** DOCUMENT SEGMENT follows **
Trenched (Iron Brigade) – This game is featured on this list because it will go down as my fastest completion-and-review-turnaround to date. I enjoyed it for the same reasons I enjoyed Dungeon Defenders in that the multiplayer is enjoyable, there is a ton of customization and actually controlling your mech staves off the boredom of the place-and-wait strategy that most tower defense games rely on. The name change did confuse me as it’s kind of weird that there is another game named Trenched out there, but a generic name like Iron Brigade was still available. That’s neither here nor there as I need to focus on an upcoming battle with a Martian Bear.
Gears of War 3 – I am really really sick of Gears of War 3 right now (even writing this short paragraph is a bit nauseating). After two gaming marathons of no less than twelve hours and a couple more extended play sessions in between, I’ve had more than my fair share. This may seem like reason enough to keep it off my end of the year list, but the time I spent with Gears 3 was some of the best gaming I’ve had in quite a while. The game was one of 2011’s best examples of perfecting an already great product and I’m looking forward to my over-consumption of Epic’s masterpiece to wear off (did the same thing with Macaroni and Cheese during Thanksgiving and am happy to report I had a bowl last night).
Dead Island – It wouldn’t be an Ethan Moses list without two zombie games being featured, so Dead Island slips though to get a coveted spot. It’s not a perfect game by any means, but it is entertaining and the satisfaction of smashing a zombie’s face with a nail filled bat is only second to crushing a group of Orcs with a spiked log in Orcs Must Die!. This game is currently on the backburner, but my plan is to finish it off after I catch up on Season 2 of The Walking Dead. As an unexpected bonus, it somewhat prepared me for the FPS combat I’d face in Skyrim.
Space Pirates and Zombies – I had a ton of fun with this game and am likely to pop it in now and again to get my space battle fix.
Dawn of War 2: Retribution – Retribution was one of my more anticipated titles last year, but despite featuring 7 new single player campaigns I was pretty warhammered out from Dark Crusade by the time I got through the Tyranid and Imperial storylines.
Fallout New Vegas: Old World Blues – New Vegas had at least one DLC that was worth downloading, so if you’re thinking about prolonging your time with that game, this is the way to do it.
We need to talk
Every other piece of Fallout: New Vegas DLC – None of them were bad as much as they seemed misguided, but I was still pretty bummed about not having an experience like I did with Broken Steel and Point Lookout.
Dungeons – It was my fault for thinking this was going to be the next Dungeon Master, but that doesn’t excuse some iffy controls and mechanics.
Rage – I’m not upset that this game wasn’t the next Fallout as much as I’m flabbergasted by some of the design choices made. There was just too much time put into making it appear more open world than it was. That being said, there’s a good chance this game is also part of the next category.
We should get a drink sometime
Saints Row: The Third – You look fun; hopefully Josh Lee or Lacey will join me in a threeway sometime in the future.
Uncharted 3 – I liked our last two encounters, but I’m told you feel more like a movie than a game. Say it ain’t so.
Modern Warfare 3 – I’ll probably rent you and see where your single player goes.
Battlefield 3 – Be patient, you were on my Christmas list.
** End of DOCUMENT SEGMENT **
### EXERCISE SET:
[a] Update the gaming roundup from "Space Pirates and" through "and Point Lookout.", replacing "DLC" with "add-on content". Begin at the words "Space Pirates and"; stop after "and Point Lookout.".
[b] For each statement below, state whether it agrees with the gaming roundup, and support each answer by quoting the deciding words. (i) The writer planned to finish Dead Island after catching up on Season 2 of The Walking Dead. (ii) Dawn of War 2: Retribution features five new single player campaigns. (iii) Battlefield 3 was on the writer's Christmas list.
** PROVIDED RECORDS follows **
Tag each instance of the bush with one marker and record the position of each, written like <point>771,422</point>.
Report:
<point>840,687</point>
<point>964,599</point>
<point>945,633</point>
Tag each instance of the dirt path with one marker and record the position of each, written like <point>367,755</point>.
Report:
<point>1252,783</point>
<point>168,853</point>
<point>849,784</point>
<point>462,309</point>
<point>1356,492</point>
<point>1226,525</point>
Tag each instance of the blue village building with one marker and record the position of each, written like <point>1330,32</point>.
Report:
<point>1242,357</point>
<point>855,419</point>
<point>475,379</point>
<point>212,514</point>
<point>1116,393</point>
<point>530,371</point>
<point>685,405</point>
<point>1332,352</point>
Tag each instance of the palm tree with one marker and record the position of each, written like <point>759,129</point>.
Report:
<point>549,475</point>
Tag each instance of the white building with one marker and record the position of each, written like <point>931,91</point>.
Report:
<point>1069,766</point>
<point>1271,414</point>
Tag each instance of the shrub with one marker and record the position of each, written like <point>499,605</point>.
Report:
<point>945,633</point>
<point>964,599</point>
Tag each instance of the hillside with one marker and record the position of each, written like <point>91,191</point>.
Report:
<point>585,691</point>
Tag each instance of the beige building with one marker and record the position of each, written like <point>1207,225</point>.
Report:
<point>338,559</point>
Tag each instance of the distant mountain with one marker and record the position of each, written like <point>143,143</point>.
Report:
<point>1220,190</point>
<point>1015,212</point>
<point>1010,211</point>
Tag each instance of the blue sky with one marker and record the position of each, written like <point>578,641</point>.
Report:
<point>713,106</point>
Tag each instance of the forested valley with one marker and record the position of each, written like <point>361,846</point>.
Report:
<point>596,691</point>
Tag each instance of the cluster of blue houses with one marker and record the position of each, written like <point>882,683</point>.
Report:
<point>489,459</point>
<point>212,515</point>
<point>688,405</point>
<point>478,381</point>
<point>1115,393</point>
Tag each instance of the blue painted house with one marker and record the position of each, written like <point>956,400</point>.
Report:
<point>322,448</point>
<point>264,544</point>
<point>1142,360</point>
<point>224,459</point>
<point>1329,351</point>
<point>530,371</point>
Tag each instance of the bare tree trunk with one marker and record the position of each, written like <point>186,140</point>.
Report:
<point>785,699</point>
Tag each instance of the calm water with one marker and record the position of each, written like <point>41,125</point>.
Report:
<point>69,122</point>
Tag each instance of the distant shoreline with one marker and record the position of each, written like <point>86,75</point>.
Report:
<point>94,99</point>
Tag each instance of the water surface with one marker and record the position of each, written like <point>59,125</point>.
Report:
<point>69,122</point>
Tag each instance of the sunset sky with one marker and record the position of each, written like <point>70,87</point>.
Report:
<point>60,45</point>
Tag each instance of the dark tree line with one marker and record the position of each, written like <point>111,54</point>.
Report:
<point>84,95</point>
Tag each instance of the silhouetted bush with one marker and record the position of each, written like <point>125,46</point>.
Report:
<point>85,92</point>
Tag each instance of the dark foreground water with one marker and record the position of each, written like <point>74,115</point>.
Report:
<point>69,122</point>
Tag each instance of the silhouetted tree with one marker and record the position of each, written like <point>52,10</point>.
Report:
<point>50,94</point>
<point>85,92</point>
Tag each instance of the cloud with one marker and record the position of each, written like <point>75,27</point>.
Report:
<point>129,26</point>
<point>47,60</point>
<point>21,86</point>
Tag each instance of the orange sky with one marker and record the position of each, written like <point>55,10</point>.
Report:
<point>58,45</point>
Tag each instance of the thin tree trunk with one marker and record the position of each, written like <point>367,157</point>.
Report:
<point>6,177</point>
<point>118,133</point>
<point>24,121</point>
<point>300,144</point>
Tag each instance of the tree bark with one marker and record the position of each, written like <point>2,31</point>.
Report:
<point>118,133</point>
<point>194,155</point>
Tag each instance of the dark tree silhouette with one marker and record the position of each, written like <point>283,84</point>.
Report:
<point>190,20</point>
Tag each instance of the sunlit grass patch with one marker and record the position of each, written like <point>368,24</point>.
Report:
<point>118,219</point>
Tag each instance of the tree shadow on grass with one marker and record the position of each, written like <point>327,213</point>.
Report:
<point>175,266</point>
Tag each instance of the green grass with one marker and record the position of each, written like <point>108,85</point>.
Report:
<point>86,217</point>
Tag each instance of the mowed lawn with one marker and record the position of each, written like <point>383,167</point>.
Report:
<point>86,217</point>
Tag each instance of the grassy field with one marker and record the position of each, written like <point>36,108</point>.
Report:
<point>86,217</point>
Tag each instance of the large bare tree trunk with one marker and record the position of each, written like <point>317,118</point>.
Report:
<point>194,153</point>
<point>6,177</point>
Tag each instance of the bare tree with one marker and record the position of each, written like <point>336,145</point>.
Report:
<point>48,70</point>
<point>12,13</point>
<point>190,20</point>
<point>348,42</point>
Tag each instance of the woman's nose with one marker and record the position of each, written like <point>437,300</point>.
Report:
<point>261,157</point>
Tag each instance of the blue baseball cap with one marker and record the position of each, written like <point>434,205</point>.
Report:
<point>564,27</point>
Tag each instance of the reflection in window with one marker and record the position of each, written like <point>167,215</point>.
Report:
** End of PROVIDED RECORDS **
### PROBLEM SOLUTIONS:
[a]
Space Pirates and Zombies – I had a ton of fun with this game and am likely to pop it in now and again to get my space battle fix.
Dawn of War 2: Retribution – Retribution was one of my more anticipated titles last year, but despite featuring 7 new single player campaigns I was pretty warhammered out from Dark Crusade by the time I got through the Tyranid and Imperial storylines.
Fallout New Vegas: Old World Blues – New Vegas had at least one add-on content that was worth downloading, so if you’re thinking about prolonging your time with that game, this is the way to do it.
We need to talk
Every other piece of Fallout: New Vegas add-on content – None of them were bad as much as they seemed misguided, but I was still pretty bummed about not having an experience like I did with Broken Steel and Point Lookout.

[b]
(i) Yes: "my plan is to finish it off after I catch up on Season 2 of The Walking Dead"
(ii) No: "despite featuring 7 new single player campaigns"
(iii) Yes: "you were on my Christmas list"